→ **TASK BRIEF**
Output the stretch from the start of the data through the line that contains "Provide the mask of every instance of the smile." as a JSON list of strings, one string per line. Skip blank lines, and leave the pictures out.

→ **LISTED ENTRIES**
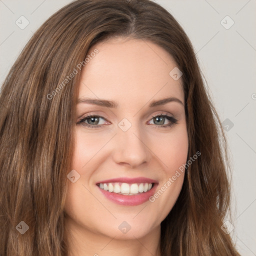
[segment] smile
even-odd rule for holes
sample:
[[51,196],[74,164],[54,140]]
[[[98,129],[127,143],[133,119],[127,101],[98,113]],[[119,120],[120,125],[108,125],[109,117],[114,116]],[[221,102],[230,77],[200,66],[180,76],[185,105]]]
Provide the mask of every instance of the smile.
[[148,201],[158,184],[154,180],[144,177],[122,178],[98,182],[96,185],[102,200],[106,198],[122,206],[138,206]]
[[126,196],[134,196],[149,191],[152,188],[152,183],[100,183],[100,188],[105,191]]

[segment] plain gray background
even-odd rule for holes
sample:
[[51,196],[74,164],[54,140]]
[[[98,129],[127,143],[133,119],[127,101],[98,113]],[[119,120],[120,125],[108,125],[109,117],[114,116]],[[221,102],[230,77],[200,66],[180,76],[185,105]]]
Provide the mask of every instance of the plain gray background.
[[[71,2],[0,0],[1,84],[33,33]],[[235,228],[230,234],[242,255],[256,256],[256,2],[155,2],[176,18],[197,52],[212,100],[227,130],[233,166]],[[24,29],[16,24],[22,16],[29,22]]]

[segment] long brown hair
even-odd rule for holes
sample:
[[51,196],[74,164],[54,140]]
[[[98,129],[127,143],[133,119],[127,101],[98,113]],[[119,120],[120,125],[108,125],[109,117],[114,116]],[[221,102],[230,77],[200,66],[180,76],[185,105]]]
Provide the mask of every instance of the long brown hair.
[[201,152],[161,224],[162,255],[239,255],[221,228],[230,184],[220,120],[189,39],[150,0],[74,1],[40,28],[12,68],[0,96],[0,255],[67,255],[64,208],[80,72],[65,80],[94,44],[114,36],[150,40],[173,56],[183,73],[188,159]]

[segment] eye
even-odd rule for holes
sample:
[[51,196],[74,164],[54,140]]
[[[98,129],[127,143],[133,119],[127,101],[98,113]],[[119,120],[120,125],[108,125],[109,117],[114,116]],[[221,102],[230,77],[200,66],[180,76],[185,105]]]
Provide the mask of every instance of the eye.
[[99,128],[104,124],[104,122],[102,124],[100,124],[100,120],[102,121],[102,120],[106,120],[106,119],[100,116],[89,114],[78,121],[78,124],[80,124],[82,126],[92,128]]
[[[178,120],[176,118],[168,114],[158,114],[154,116],[151,120],[153,120],[154,123],[153,124],[156,124],[157,128],[168,128],[178,123]],[[152,124],[150,121],[149,124]]]

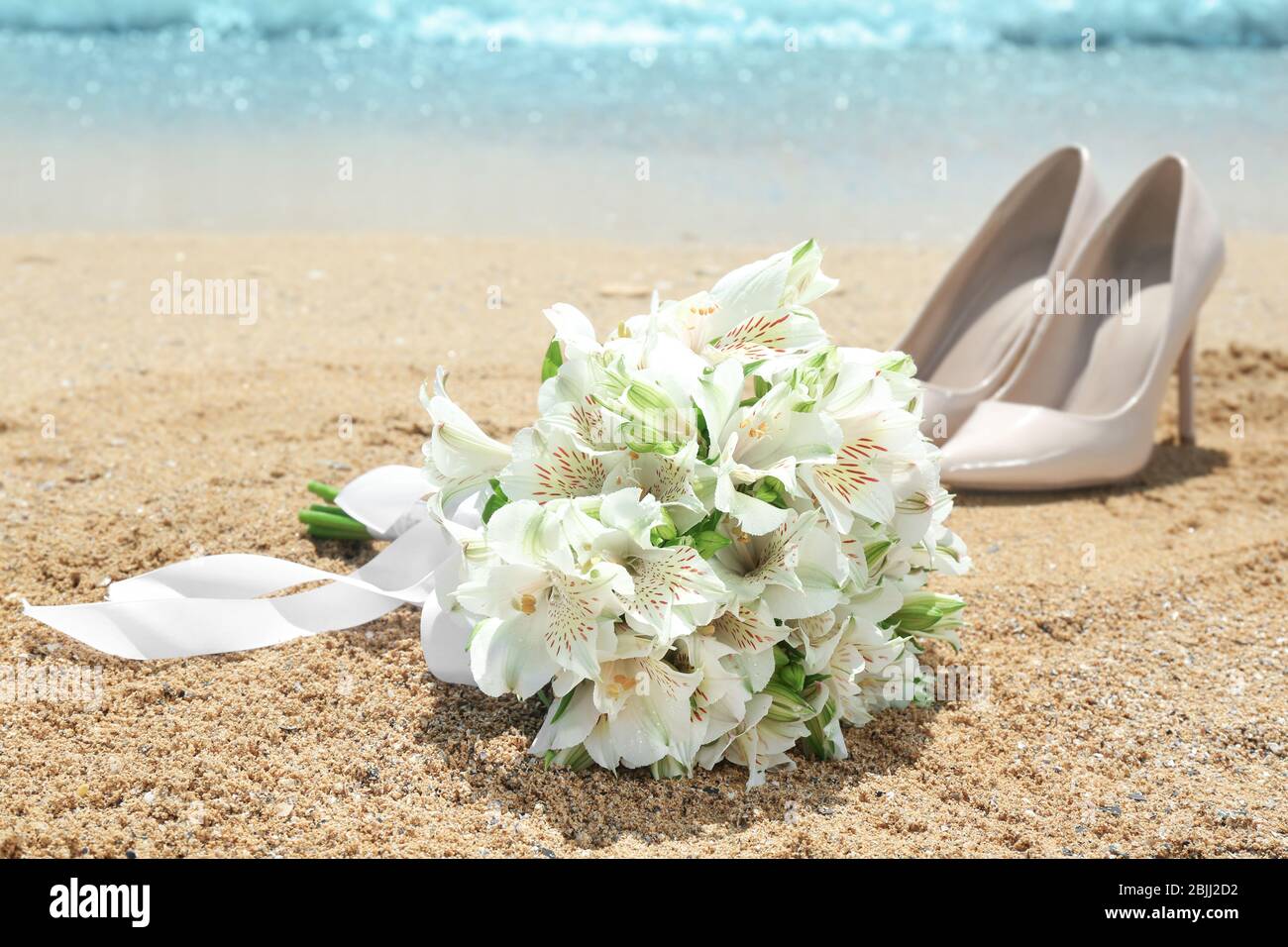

→ **TASK ANSWER**
[
  "[segment] smile",
  "even-odd rule for holes",
  "sample:",
  "[[51,196],[74,164],[54,140]]",
  "[[[98,129],[127,143],[133,119],[127,101],[98,113]],[[119,120],[120,125],[108,125],[109,117],[114,116]],[[221,102],[230,77],[200,66],[180,76],[185,105]]]",
  "Provide the mask of every instance of the smile."
]